━━━ TESTO DEL DOCUMENTO
Sono pienamente consapevole delle atrocità che stanno accadendo in Ucraina, perché sono consapevole di quanto atroce sia una guerra. Non è in Ucraina che muoiono civili, compresi i bambini, che vengono stuprate donne, che vengono bombardate città: è in guerra che avviene tutto questo.
Non esiste la guerra buona e la guerra cattiva, la più o la meno cruenta. Esiste la guerra con tutte le sue atrocità.

L’Occidente, dal canto suo, non può fare la morale proprio a nessuno su quel genere di crimini, quindi è la guerra che dobbiamo tutti condannare; è alla guerra che dobbiamo tutti opporci; è la guerra che dobbiamo tutti contribuire a fermare. Ma per farlo non dobbiamo aspettare ogni volta che ne scoppi una per poi lasciar scegliere ai media se si tratta di un conflitto che deve interessarci oppure no, che deve indignarci oppure no, che deve vederci solidali con qualche bandierina da sventolare in piazza o da utilizzare sui social o se non ne vale la pena: come non ne è valsa la pena in Serbia, in Bosnia, in Afghanistan, in Iraq, in Libia, in Siria, in Yemen (giusto per citarne alcune), per non parlare dei vari conflitti regionali in Africa o in altri luoghi che hanno fatto un numero indicibile di morti.

No, non ho dimenticato la Palestina, ma mi sono reso conto, chiedendo in giro, che qualcuno la bandiera della Palestina la conosce. Qualcuno l’ha anche sventolata e utilizzata sui social, a differenza delle bandierine di tutti gli altri conflitti elencati.
Tutti gli altri conflitti che ho elencato ce li hanno raccontati in bianco e nero in qualche approfondimento notturno, dei quali ignoriamo infatti perfino i colori. Occhio non vede, cuore non duole. E noi abbiamo affidato ai media mainstream l’incarico di essere il nostro occhio sul mondo, quindi hanno il potere di imporre al nostro cuore per chi dolere, ma soprattutto quando farlo. Perciò noi continuiamo ad aspettare che muoiano altri bambini, che altre donne vengano stuprate, che altre città vengano rase al suolo.
━━━━━━
━━━ DATI FORNITI
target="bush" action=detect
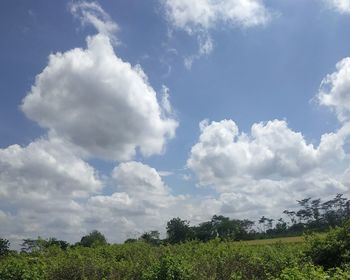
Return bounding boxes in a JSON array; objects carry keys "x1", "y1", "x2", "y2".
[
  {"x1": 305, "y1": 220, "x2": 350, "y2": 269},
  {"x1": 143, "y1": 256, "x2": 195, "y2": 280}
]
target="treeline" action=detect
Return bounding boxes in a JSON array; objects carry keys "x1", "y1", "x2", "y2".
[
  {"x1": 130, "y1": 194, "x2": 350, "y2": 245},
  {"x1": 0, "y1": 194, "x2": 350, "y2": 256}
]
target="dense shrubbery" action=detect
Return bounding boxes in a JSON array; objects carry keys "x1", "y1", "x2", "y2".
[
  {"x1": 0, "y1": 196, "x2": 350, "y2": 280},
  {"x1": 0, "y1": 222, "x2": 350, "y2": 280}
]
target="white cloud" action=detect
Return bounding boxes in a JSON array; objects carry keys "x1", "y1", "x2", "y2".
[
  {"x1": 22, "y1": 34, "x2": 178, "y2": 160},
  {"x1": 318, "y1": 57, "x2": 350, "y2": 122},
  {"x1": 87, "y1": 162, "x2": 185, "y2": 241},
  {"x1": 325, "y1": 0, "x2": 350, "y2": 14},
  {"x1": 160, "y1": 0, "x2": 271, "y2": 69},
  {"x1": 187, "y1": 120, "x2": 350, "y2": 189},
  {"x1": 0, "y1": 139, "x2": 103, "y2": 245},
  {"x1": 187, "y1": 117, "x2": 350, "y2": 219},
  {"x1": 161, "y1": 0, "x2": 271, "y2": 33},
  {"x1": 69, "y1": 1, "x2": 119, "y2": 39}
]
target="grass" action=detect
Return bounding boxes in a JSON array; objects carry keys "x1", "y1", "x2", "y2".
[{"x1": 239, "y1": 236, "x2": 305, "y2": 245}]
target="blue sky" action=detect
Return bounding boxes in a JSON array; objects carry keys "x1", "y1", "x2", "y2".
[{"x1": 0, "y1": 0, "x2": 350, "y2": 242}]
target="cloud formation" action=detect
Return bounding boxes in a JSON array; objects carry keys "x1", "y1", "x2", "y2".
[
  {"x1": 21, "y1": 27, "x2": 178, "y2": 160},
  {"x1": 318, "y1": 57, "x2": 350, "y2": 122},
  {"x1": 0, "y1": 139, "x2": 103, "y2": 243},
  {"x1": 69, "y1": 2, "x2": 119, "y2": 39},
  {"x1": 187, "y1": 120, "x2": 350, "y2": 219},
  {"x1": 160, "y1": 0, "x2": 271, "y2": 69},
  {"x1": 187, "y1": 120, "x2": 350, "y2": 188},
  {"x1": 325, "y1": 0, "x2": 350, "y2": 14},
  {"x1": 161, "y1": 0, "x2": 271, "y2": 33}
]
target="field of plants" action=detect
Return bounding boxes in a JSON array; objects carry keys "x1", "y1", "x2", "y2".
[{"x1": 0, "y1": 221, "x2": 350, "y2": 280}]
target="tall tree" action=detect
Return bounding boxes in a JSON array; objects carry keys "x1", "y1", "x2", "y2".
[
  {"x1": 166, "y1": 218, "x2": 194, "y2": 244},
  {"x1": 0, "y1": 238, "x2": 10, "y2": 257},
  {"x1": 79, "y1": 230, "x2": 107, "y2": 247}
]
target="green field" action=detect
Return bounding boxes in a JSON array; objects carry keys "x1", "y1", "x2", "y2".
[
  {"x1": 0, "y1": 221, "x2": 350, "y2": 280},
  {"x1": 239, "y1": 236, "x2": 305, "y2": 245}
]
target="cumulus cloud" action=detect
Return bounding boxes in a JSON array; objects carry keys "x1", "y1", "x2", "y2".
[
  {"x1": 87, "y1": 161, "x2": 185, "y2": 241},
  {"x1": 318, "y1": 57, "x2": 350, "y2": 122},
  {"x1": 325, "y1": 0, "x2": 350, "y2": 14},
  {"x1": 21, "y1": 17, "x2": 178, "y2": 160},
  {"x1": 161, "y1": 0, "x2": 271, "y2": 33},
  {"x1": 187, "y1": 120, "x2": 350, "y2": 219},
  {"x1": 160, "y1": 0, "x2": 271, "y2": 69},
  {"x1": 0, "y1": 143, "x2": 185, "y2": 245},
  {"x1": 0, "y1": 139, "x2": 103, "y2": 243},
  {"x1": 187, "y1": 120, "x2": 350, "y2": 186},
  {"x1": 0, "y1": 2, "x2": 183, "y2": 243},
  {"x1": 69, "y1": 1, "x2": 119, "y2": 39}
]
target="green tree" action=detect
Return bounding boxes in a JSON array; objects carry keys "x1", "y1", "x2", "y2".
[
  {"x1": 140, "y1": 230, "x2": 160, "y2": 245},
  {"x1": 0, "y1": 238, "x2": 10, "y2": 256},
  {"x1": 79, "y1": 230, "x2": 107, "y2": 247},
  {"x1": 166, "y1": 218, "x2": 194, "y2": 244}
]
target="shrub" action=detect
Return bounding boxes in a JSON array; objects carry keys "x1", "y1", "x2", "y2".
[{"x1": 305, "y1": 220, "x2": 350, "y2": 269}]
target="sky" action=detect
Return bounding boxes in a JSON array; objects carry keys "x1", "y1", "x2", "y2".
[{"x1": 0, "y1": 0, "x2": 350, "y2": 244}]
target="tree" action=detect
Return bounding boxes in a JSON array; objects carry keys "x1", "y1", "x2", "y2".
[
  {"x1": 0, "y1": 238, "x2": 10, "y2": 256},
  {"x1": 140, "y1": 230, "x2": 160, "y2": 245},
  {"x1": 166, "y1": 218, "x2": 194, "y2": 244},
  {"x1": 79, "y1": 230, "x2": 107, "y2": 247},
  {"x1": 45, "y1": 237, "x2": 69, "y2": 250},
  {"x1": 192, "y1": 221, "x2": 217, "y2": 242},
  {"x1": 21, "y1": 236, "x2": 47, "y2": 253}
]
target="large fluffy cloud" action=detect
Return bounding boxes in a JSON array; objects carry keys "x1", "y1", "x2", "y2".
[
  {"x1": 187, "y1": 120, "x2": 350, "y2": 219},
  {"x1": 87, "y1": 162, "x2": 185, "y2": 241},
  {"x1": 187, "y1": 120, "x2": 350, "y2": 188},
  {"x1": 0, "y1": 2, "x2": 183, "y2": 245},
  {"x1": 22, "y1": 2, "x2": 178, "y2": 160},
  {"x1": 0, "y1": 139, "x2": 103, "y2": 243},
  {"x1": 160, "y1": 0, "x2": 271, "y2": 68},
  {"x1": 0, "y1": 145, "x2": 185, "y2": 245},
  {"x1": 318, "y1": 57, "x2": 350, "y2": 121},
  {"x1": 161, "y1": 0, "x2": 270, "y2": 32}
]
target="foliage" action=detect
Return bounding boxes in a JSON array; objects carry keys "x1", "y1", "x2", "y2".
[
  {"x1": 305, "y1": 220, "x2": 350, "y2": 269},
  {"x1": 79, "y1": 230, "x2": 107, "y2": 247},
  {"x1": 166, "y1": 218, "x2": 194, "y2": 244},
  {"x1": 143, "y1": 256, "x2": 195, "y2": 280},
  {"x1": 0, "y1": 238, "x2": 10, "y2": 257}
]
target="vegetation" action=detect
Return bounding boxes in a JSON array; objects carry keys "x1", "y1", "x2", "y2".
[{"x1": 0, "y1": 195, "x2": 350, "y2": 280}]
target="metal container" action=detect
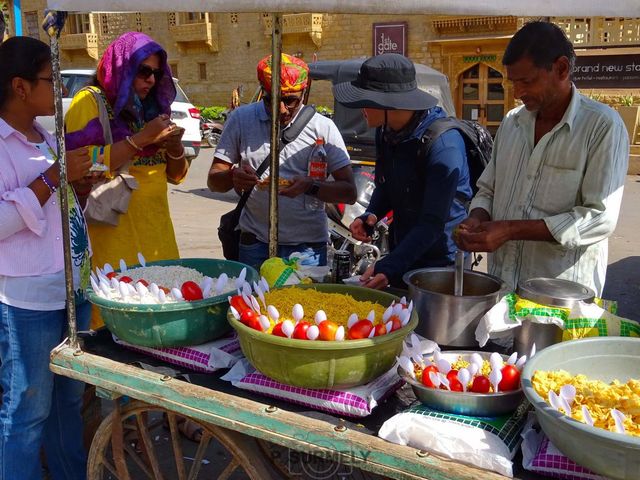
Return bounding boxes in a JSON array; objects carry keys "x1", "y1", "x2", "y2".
━━━━━━
━━━ DATI FORNITI
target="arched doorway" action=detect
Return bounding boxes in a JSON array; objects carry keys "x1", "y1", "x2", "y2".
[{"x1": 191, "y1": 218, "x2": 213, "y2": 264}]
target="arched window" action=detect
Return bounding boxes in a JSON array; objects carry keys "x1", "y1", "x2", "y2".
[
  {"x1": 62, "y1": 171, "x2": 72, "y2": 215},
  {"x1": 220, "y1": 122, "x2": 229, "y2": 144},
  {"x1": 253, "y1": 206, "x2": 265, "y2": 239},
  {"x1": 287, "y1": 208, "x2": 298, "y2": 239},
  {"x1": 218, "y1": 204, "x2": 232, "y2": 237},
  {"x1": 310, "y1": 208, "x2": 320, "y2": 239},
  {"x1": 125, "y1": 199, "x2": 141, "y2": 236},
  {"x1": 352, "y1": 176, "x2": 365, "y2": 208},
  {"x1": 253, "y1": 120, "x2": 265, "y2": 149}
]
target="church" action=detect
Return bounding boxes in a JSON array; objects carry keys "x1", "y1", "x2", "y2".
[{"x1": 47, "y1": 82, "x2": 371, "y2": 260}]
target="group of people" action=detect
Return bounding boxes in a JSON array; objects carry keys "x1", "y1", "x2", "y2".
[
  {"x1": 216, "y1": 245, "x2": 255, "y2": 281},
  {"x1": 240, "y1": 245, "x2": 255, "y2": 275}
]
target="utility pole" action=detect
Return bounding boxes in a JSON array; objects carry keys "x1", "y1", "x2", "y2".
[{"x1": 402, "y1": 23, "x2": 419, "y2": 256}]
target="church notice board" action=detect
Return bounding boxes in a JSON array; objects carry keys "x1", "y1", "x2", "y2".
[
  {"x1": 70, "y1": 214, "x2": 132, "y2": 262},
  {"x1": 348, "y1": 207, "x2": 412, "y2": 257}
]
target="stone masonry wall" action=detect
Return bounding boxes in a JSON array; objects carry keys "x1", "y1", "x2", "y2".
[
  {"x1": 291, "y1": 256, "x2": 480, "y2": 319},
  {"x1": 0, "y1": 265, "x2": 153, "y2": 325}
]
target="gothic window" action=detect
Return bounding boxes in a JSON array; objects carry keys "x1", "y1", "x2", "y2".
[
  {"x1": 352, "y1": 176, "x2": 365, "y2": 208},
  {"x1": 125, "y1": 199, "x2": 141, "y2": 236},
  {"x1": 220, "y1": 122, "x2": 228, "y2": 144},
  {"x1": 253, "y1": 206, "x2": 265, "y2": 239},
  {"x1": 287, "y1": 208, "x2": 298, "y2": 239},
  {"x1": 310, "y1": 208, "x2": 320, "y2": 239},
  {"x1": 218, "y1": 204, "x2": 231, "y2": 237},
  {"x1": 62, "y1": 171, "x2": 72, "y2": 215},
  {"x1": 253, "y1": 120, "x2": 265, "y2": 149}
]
━━━━━━
◆ ESERCIZIO SCRITTO 1
Rispondi alle domande sul testo sulla guerra.
(a) Secondo il testo, dove avvengono le morti di civili, gli stupri e i bombardamenti delle città?
(b) Quale bandiera qualcuno conosce e ha anche sventolato e utilizzato sui social?
(c) A chi abbiamo affidato l'incarico di essere il nostro occhio sul mondo?
◆ ESERCIZIO SCRITTO 2
Scrivi il seguito del testo sulla guerra, partendo dopo la sua ultima frase.

◆ RISULTATO FINALE 1
(a) In guerra.
(b) La bandiera della Palestina.
(c) Ai media mainstream.

◆ RISULTATO FINALE 2
Dopo che tutto ciò è accaduto, se a qualcuno interessa strumentalizzare il nostro dolore e la nostra rabbia, allora veniamo resi partecipi e invitati in ogni dove a condannare il responsabile. Responsabile che solitamente coincide con il nemico dei loro padroni.

Si sa che invece ad un amico si perdona ogni cosa, e tante cose i nostri media hanno perdonato in passato a chi quelle guerre le portava avanti.

Se vogliamo evitare che questa ipocrisia ci trovi di volta in volta impreparati travolgendoci e rendendoci complici (e non solo spettatori dei tragici eventi) allora dobbiamo capire dove hanno avuto origine certe guerre. Cui prodest?
Chi ci guadagna? Chi le finanzia? Chi si è reso in passato protagonista delle provocazioni che le avrebbe rese inevitabili?

Solo così potremo davvero condannare le guerra e far sì che non si verifichi nuovamente.
Se tutte queste domande sul conflitto in Ucraina ce le fossimo poste nel 2014 state sicuri che avremmo potuto fermare l’escalation del 2022, perché era scontata. Invece le telecamere erano spente, noi eravamo sereni che in quei posti stessero esportando democrazia con bandiere colorate; fino all’arrivo del mostro che ha sorpreso e ingurgitato tutti nel 2022.
Io non ci sto. Non ci sto più.

Tratto dal libro “Perché il conflitto è NATO”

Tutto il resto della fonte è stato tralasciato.